* _YOUR OBJECTIVE_
Show each line of the data below that has the string "plastic" in it.

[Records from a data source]
* * * * * * *

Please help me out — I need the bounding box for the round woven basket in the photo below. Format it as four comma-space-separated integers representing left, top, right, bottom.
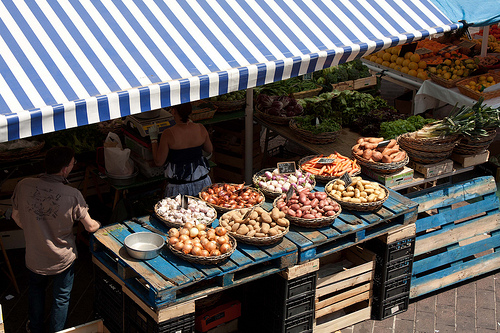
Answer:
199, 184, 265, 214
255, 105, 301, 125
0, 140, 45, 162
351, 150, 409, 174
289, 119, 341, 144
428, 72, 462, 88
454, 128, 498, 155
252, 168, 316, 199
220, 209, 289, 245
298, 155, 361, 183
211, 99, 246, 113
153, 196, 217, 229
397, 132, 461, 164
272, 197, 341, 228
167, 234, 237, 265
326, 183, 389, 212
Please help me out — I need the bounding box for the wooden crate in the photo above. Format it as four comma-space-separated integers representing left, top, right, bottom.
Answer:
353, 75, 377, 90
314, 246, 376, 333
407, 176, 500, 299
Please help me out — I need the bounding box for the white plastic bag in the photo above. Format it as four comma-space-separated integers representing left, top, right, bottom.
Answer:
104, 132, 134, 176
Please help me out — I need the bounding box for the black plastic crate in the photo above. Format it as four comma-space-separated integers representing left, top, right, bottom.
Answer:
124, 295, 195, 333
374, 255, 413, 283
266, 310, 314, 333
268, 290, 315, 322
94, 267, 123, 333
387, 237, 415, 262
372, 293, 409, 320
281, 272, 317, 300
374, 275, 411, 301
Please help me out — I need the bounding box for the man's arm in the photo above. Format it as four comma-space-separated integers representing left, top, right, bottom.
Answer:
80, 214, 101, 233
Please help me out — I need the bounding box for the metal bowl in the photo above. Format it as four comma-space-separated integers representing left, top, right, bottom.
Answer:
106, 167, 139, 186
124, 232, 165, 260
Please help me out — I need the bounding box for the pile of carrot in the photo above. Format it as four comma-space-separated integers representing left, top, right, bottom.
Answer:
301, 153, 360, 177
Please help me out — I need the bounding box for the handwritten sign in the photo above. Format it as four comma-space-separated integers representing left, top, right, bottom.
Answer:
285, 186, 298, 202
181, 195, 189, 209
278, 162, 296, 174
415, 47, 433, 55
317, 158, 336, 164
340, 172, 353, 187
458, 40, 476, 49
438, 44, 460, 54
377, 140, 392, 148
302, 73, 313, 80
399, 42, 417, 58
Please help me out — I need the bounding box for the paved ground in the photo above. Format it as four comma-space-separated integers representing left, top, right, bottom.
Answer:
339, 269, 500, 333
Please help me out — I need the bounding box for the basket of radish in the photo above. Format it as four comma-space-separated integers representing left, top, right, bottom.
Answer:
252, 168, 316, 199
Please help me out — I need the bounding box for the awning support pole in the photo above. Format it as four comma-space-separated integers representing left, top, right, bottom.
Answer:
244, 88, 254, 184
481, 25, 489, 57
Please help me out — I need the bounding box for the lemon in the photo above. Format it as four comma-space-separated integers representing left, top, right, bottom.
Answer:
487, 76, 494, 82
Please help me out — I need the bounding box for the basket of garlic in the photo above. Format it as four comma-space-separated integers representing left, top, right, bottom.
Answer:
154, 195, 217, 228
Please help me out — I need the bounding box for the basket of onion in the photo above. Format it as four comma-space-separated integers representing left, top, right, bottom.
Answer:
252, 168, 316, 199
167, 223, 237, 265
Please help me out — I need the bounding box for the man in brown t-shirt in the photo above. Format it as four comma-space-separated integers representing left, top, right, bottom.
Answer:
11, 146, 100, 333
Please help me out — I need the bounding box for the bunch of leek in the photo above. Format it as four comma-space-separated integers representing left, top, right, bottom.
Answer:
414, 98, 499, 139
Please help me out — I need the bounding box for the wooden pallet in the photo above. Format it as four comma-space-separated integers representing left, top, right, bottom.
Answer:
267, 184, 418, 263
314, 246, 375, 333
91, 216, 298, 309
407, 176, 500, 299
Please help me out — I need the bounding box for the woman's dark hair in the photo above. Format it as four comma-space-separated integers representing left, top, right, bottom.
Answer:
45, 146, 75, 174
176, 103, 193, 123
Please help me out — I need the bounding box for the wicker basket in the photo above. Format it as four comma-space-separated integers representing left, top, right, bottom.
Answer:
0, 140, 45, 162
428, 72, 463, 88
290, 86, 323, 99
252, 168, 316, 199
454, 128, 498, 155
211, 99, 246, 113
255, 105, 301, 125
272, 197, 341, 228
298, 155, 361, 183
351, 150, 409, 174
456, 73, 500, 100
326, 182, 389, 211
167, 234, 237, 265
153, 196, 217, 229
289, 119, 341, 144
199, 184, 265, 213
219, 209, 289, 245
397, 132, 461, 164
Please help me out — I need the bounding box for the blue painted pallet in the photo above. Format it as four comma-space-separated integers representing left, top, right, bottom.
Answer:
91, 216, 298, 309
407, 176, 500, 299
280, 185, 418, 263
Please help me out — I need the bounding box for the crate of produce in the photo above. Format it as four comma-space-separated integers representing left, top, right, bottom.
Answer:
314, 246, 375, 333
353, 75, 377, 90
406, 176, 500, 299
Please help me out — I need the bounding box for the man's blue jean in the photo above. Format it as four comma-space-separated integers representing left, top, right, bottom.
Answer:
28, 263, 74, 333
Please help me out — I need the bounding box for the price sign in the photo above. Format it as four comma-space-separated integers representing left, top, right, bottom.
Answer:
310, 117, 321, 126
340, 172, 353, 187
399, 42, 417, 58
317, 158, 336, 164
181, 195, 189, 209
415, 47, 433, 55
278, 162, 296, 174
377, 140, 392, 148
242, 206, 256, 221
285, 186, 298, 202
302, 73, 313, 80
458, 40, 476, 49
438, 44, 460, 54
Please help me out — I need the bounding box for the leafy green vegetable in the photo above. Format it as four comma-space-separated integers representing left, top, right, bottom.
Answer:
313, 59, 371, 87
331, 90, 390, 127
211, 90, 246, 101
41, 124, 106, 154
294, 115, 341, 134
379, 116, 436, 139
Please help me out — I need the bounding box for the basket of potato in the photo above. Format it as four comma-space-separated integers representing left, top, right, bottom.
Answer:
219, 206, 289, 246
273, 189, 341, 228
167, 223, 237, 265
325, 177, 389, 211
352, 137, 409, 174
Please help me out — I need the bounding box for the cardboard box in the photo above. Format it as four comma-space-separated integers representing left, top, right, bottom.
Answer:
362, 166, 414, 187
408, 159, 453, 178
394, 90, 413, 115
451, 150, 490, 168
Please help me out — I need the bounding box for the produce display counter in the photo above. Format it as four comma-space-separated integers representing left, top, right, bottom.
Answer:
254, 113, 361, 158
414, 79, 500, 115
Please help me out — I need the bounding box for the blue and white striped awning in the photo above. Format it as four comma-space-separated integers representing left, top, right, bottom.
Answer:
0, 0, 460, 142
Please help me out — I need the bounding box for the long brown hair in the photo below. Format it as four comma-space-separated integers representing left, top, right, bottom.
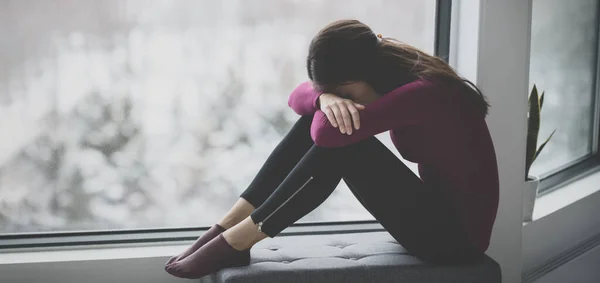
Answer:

* * * * * * *

* _SOLUTION TO THE EXERCISE_
Please help me out — I need the bounding box for the white plastic bag in the photo above. Format it as four comma-space-separated integers representing left, top, right, bottom.
Please help me out — I need the bounding box for the black plastic crate in the photo above. Format it as four comma-space-separated integers representing left, top, right, bottom.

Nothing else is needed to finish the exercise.